STUDY TEXT =

☆ ☆ ☆

The Japan News by The Yomiuri Shimbun
Wartime propaganda filmmaker examined
Documentary director looks at estranged father’s work
“Iwondered if there was a way to make a documentary film that portrayed the ‘truth’ of the war years, as well as compassion for my father.” Chonosuke Ise (1912-74), the father of film director Shinichi Ise, 72, was stationed in Java, Indonesia, during the war, tasked with making propaganda films extolling Japan’s Greater East Asia Co-Prosperity Sphere.
In order to better understand his father’s legacy and discover what he might have felt when making his films, the younger Shinichi set out on a journey that would take him around the world, retracing his father’s footsteps in Indonesia and tracking down the original prints of the “phantom” wartime films in the Netherlands.
The results of this three-decades quest can now be seen in the recently completed documentary film, “Ima wa Mukashi (Now is Once Upon a Time),” which is being screened in Shinjuku, Tokyo.
Ivy covers the ruins of a building on the grounds of the Produksi Film Negara, a national film production company in Jakarta. This is all that remains of the Japanese film studio where Chonosuke made propaganda films as a member of Japan’s “Cultural Front,” from the time he deployed to Indonesia in 1942 until the war ended in 1945.
The studio made about 130 films during the war, mostly short featurettes of about 15 to 20 minutes. Chonosuke worked on many of them as a core staff member.
The documentary “Ima wa Mukashi” incorporates snippets from these films, which were made with the aim of assimilating locals into Japanese culture. We see children studying the Japanese language in “Good Children of East Asia” and a speech contest in “Japanese Language Competition.” In “Tonari Gumi,” locals form tonarigumi neighborhood associations similar to those in Japan during the war and Muslims make a deep bow in the direction of the Imperial Palace in Tokyo.
These films are now preserved at the Institute for Sound and Vision in the Netherlands, which once counted present-day Indonesia as part of the Dutch East Indies.
Shinichi first viewed his father’s films more than 30 years ago, when an Indonesian researcher at Nagoya University brought back copies from the Netherlands. He had not known of the wartime film credits of his father, who left behind many documentaries in the postwar years. After viewing his father’s early work, Shinichi decided to make a film retracing his father’s footsteps, and over time conducted interviews in Indonesia and the Netherlands.
However, his feelings about his father are complicated. When Shinichi was 3 years old, Chonosuke abandoned the family. As a young boy, Shinichi grew up hating his estranged father. Even when Shinichi arrived to pick up child support payments, Chonosuke — by nature a man of few words — seemed to have little to say to him.
But one comment had always left a deep impression on Shinichi.
“Back during the war, when Japan entered Indonesia, it was not an invasion but a liberation,” his father once said out of the blue.
“When I became older than my father ever was, an age when any day could very well be my last, I began to wonder what on earth he thought about all day, what was going through his head. I started to think that I should have been nicer to him.”

☆ ☆ ☆

DATASET SECTION =
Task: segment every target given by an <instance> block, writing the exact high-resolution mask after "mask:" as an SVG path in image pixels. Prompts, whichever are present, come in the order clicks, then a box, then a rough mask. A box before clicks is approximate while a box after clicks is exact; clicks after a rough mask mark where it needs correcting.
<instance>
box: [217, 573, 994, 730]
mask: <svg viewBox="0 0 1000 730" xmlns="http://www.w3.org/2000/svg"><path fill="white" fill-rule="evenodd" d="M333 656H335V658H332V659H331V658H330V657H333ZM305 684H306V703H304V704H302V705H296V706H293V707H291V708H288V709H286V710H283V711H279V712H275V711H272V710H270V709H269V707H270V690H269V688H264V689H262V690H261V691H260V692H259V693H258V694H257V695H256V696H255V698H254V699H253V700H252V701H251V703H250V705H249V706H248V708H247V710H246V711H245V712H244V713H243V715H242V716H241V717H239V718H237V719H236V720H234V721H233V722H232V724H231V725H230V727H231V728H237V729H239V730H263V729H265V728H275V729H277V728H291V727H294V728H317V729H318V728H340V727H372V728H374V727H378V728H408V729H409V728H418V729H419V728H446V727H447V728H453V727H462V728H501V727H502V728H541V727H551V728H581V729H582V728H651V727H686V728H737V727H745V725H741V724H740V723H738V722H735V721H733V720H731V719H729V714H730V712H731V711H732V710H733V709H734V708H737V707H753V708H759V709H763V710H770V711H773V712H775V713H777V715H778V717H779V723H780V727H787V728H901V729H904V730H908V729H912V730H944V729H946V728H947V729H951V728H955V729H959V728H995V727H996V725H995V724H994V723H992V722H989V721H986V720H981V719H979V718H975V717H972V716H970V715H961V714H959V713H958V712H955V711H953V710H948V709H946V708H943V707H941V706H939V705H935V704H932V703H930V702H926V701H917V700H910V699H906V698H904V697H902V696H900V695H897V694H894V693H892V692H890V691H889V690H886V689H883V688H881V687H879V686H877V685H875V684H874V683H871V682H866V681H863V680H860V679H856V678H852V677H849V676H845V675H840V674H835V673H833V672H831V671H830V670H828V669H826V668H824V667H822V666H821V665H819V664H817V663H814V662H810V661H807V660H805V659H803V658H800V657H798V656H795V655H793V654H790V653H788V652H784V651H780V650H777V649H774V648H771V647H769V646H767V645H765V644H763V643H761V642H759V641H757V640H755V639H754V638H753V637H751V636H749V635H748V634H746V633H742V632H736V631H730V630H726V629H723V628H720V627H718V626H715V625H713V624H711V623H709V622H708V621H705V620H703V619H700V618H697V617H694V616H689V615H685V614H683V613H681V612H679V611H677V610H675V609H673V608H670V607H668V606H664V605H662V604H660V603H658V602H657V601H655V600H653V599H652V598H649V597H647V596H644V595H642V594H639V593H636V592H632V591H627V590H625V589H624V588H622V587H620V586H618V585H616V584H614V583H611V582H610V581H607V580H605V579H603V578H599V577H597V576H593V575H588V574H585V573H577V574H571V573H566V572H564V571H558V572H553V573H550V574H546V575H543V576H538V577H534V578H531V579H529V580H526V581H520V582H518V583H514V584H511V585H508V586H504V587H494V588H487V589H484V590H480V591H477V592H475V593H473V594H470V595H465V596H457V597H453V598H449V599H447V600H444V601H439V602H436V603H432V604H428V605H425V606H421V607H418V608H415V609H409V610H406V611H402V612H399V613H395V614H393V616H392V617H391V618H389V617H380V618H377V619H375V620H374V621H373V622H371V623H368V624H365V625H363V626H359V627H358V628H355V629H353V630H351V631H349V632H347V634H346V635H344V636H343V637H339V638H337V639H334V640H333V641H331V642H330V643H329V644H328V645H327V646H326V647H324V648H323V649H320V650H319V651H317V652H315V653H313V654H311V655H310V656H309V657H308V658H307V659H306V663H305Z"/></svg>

☆ ☆ ☆

WHAT THE TASK REQUIRES =
In the article on the wartime propaganda filmmaker, why did Shinichi Ise set out to retrace his father's footsteps in Indonesia and track down the films in the Netherlands? Answer in one to three sentences.

TASK RESULT =
He wanted to better understand his father's legacy and to find out what his father might have felt while making those films.